What needs to be done: Render the records as a numbered list with blank lines omitted, starting at the line containing "on the snowy" and ending at the line containing "point(104, 64)", both included. List nothing outside that span.

[start Source records]

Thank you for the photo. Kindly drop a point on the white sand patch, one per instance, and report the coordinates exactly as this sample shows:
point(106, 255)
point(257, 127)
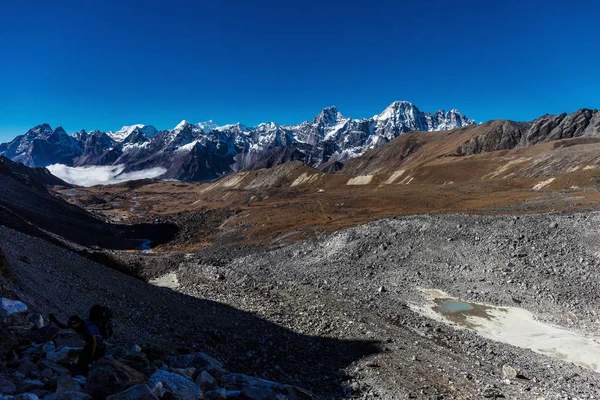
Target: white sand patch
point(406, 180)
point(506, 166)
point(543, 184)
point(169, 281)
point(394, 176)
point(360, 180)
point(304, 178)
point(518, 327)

[end Source records]
[start Source records]

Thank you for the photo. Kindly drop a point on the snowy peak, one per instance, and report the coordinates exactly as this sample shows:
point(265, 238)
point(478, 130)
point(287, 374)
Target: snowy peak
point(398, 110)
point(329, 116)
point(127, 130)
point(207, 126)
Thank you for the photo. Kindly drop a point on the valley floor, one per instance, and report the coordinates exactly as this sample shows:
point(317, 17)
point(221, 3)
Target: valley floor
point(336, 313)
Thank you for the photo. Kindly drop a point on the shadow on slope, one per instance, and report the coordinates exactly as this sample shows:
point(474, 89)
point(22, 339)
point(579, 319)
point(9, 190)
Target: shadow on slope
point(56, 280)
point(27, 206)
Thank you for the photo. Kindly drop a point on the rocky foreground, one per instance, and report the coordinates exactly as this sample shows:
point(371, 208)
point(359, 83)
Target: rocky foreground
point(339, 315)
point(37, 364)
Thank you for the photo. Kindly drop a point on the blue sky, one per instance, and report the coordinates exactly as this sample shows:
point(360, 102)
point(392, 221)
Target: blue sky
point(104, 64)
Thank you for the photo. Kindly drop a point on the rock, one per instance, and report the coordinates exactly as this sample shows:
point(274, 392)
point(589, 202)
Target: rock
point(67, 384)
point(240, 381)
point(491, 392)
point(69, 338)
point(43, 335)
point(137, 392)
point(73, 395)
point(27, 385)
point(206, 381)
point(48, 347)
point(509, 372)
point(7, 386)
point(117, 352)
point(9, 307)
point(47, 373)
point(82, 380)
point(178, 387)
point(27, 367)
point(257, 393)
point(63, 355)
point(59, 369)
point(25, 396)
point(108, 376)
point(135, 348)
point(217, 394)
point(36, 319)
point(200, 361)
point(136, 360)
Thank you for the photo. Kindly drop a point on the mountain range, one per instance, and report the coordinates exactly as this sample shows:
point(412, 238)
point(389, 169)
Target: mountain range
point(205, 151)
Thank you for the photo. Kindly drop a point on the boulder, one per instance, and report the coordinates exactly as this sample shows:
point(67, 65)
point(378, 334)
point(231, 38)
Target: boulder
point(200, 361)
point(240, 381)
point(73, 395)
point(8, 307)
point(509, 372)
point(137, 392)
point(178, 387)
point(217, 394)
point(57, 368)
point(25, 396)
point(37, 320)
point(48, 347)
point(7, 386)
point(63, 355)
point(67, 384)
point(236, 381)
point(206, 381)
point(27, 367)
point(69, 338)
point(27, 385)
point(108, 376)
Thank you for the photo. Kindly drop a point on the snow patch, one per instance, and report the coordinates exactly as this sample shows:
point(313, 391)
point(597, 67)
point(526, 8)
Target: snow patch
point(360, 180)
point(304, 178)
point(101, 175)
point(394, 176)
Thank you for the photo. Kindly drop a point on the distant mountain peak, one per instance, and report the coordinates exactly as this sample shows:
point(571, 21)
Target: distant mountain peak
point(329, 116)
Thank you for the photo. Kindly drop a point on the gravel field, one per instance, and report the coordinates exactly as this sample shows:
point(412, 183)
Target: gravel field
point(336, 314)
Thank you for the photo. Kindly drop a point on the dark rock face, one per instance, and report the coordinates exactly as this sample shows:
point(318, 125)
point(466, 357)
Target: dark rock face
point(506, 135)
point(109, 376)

[end Source records]

Task response:
1. Thank you for the photo. Kindly drop a point on the snowy peak, one per instance, and report the coordinates exactly as this sample shows:
2. point(265, 238)
3. point(478, 130)
4. point(287, 374)
5. Target: snowy peak
6. point(398, 110)
7. point(329, 116)
8. point(127, 130)
9. point(207, 126)
10. Thank you for the photo. Kindly drop a point on the valley floor, one per instance, and report the coordinates exactly as this sample shows:
11. point(317, 17)
12. point(221, 3)
13. Target: valley floor
14. point(336, 313)
15. Thank you for the photo. Kindly drop a point on the shadow on slope, one per instance, and report the coordinates exactly as this sample shows:
16. point(474, 89)
17. point(22, 339)
18. point(579, 319)
19. point(9, 190)
20. Target: shadow on slope
21. point(56, 280)
22. point(27, 206)
23. Thank you for the photo. Kindly drop a point on the rocky foreground, one per instance, and report the coordinates exactly as this sample shows:
24. point(371, 208)
25. point(359, 83)
26. Target: rocky foreground
27. point(339, 315)
28. point(37, 364)
29. Thank you for the photo. Kindly drop a point on the blue sky, one per instance, and report the coordinates exactly as this sample shows:
30. point(360, 102)
31. point(392, 221)
32. Target: blue sky
33. point(104, 64)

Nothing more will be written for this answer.